**WHAT THE EXERCISE ASKS**
Using the entries below, quote exactly the span of lines that begins with the line containing "the doorway, place" and ends with the final line.

**RAW RECORDS**
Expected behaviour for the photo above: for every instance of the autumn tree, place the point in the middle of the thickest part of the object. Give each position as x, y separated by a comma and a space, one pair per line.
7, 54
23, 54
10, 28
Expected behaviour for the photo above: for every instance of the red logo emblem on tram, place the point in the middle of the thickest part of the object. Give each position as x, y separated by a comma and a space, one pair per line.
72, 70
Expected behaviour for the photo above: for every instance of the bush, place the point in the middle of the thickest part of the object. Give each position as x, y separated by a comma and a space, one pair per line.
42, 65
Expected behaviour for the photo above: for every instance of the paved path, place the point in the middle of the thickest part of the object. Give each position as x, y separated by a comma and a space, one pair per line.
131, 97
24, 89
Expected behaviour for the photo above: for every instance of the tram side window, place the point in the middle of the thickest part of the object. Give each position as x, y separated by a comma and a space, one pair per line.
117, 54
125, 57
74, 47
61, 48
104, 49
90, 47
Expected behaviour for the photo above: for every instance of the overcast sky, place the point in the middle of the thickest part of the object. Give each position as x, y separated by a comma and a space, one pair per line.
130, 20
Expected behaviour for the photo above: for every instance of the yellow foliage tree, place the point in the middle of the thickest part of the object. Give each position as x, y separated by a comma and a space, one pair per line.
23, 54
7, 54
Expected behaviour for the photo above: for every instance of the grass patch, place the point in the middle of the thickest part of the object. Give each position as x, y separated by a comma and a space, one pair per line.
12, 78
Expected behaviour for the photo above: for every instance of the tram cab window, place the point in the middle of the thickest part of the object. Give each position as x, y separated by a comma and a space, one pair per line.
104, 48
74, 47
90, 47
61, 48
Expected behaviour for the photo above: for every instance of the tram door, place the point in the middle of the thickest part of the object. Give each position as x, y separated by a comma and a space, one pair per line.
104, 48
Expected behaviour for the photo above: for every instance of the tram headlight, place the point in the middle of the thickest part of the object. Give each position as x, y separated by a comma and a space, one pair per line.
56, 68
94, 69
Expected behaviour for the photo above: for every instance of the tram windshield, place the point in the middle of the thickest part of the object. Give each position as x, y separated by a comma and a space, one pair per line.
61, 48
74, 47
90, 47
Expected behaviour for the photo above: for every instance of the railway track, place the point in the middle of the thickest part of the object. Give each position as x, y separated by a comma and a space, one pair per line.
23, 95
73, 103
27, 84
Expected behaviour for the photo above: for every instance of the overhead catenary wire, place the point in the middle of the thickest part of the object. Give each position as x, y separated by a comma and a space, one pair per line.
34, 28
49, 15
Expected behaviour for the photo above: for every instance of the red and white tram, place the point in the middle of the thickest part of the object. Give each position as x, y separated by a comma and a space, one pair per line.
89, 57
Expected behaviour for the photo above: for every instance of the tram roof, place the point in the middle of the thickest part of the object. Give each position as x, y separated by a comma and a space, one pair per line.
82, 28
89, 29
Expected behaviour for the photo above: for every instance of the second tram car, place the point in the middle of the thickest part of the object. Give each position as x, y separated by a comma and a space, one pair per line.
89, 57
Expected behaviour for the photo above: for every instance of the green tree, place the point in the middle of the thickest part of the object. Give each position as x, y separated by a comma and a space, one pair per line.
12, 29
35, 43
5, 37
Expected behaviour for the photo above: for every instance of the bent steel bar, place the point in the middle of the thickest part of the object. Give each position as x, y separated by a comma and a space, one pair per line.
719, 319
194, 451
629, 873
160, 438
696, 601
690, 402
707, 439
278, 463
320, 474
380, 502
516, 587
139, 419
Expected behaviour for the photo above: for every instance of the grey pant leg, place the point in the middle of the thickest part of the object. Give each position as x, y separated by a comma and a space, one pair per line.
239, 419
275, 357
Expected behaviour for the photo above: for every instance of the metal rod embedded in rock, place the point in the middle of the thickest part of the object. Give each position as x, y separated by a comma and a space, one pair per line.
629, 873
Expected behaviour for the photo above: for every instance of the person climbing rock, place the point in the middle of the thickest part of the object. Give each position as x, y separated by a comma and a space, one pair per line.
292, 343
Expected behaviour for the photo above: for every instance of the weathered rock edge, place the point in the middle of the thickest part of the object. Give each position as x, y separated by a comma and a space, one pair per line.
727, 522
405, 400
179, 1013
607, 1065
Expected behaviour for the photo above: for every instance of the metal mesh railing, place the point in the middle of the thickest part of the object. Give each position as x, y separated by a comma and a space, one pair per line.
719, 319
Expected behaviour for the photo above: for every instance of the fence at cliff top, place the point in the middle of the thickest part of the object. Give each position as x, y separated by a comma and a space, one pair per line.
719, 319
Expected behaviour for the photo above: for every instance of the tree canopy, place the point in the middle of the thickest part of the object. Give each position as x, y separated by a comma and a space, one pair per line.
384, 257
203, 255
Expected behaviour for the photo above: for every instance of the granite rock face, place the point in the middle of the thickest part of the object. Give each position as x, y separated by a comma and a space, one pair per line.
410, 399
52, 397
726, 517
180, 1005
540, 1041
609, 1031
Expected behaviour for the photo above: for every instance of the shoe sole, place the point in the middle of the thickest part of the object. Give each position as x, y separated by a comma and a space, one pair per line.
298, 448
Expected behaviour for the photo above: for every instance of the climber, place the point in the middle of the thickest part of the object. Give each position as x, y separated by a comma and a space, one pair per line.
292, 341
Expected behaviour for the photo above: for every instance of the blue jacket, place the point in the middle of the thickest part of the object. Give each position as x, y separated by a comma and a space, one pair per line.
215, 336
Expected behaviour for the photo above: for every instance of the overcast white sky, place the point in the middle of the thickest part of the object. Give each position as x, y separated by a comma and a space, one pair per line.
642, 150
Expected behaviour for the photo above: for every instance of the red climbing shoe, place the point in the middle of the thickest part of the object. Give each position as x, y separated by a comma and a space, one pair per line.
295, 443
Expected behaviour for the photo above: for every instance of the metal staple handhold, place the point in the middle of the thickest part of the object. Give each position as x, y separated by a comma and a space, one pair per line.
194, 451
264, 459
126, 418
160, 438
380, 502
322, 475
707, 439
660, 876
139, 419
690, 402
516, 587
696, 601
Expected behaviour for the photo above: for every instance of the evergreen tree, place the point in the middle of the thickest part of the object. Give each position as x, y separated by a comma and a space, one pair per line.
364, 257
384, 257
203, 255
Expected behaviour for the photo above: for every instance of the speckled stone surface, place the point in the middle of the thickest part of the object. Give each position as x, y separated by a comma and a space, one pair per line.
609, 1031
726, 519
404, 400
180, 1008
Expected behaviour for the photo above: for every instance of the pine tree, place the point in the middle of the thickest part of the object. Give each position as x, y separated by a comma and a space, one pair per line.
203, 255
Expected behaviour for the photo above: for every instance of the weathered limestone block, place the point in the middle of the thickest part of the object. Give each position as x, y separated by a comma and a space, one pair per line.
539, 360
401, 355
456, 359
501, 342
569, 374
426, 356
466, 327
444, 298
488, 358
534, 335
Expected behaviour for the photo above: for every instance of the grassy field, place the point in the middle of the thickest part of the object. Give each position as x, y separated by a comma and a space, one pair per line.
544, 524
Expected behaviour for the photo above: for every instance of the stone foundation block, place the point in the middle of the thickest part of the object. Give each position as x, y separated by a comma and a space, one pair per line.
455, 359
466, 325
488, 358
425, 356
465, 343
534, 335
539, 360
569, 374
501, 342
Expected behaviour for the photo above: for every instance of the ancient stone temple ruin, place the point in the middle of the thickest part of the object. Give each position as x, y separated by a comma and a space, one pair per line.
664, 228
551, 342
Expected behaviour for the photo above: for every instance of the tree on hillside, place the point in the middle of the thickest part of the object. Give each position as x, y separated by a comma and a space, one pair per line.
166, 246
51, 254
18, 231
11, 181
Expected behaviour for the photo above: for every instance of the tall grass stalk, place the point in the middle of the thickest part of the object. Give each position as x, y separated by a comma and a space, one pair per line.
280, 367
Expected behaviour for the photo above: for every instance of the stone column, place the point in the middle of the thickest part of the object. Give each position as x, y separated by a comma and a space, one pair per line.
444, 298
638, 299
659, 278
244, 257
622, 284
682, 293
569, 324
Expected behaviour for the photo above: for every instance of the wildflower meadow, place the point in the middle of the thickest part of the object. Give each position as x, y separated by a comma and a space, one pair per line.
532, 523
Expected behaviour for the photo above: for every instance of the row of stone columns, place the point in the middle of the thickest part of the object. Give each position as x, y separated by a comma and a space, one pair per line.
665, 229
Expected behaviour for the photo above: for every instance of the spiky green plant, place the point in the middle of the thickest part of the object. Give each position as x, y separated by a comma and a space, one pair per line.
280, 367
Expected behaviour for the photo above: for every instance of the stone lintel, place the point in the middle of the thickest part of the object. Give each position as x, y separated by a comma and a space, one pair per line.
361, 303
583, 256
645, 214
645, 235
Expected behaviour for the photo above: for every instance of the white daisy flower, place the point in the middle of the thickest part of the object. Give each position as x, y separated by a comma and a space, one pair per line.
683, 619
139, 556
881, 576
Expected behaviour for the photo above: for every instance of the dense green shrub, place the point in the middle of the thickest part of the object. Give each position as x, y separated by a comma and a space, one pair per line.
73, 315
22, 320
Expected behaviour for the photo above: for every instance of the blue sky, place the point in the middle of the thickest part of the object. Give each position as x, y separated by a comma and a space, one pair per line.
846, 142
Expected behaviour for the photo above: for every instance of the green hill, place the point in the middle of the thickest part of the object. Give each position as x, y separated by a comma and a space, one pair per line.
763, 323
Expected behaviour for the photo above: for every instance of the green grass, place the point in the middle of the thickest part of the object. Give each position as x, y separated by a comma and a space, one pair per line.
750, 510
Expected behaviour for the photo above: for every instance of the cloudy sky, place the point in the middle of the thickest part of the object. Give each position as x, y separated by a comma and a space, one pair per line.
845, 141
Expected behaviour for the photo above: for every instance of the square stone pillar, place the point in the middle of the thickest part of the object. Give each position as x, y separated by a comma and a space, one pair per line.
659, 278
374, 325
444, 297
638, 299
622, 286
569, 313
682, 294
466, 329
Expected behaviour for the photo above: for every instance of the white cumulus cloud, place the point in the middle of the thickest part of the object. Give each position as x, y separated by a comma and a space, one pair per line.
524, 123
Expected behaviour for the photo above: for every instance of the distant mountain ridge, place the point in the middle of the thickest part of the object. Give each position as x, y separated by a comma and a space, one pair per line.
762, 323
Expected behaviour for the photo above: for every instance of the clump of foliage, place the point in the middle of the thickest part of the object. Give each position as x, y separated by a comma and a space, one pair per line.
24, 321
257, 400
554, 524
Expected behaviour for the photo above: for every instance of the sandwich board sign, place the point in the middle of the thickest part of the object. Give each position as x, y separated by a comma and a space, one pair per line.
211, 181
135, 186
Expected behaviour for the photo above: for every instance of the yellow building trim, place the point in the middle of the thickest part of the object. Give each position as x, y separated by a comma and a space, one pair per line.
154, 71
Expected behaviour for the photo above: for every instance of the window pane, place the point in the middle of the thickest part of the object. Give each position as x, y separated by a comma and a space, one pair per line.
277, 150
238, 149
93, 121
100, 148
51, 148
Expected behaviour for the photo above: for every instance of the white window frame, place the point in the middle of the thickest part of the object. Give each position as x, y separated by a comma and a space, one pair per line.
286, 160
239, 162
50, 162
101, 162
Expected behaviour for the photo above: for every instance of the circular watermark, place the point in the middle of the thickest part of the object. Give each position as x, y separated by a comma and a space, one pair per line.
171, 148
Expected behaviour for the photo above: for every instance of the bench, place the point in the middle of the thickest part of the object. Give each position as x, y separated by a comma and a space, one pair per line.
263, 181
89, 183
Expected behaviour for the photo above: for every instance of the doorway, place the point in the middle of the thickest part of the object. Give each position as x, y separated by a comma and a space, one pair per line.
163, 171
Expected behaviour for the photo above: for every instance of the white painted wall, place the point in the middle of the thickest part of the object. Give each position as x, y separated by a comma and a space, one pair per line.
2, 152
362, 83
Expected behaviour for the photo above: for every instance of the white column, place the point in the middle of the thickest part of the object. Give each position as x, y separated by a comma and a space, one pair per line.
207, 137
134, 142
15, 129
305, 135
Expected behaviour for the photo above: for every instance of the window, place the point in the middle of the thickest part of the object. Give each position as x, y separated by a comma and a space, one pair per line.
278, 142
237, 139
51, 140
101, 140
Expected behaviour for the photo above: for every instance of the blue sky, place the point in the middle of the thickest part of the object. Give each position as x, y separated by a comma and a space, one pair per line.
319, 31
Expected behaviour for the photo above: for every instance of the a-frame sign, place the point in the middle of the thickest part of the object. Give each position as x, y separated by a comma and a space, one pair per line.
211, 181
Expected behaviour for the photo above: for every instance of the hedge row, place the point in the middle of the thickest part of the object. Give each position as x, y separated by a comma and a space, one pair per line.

**WORKED SOLUTION**
Expected behaviour for the photo above: for every instance of the doorway, place the point in the middle of the thickest part of the object. Give each position as x, y separated by a comma and a space, one pair per line.
163, 171
Expected behaviour for the photo above: for every instance of the white painted wall, place the point in the middle of the thickest part of the object. Give each position as x, y separated by a comma and a space, one pair per line.
2, 152
362, 83
Expected behaviour for the photo above: for every instance of the white column, place the point in the middle of the thickest part of the object. Give each position as x, y separated by a comma and a space, one pair per line.
207, 137
134, 142
15, 129
305, 135
Expected behaviour for the photo above: for every instance of the window, place the point in the middle of the thickest part of the object. Give each position as x, y separated by a comma and a space, one pair per line.
278, 142
237, 139
51, 140
101, 140
Expected behaviour for the photo above: for every instance of the blue sky, place the point in the middle of the thickest part of the object. Give each position as x, y separated by a comma and a space, one pair per line.
319, 31
Expected behaviour for the photo above: for every instance of the a-frame sign, place the point in the middle of the thickest part of the object. Give each position as x, y separated by a comma and a space, one pair per line.
211, 181
Expected behaviour for the photo above: for every instance of the hedge row, place the point in the middle of the thickest part of the object. Give each position as x, y separated by a comma and a space, one pair per line.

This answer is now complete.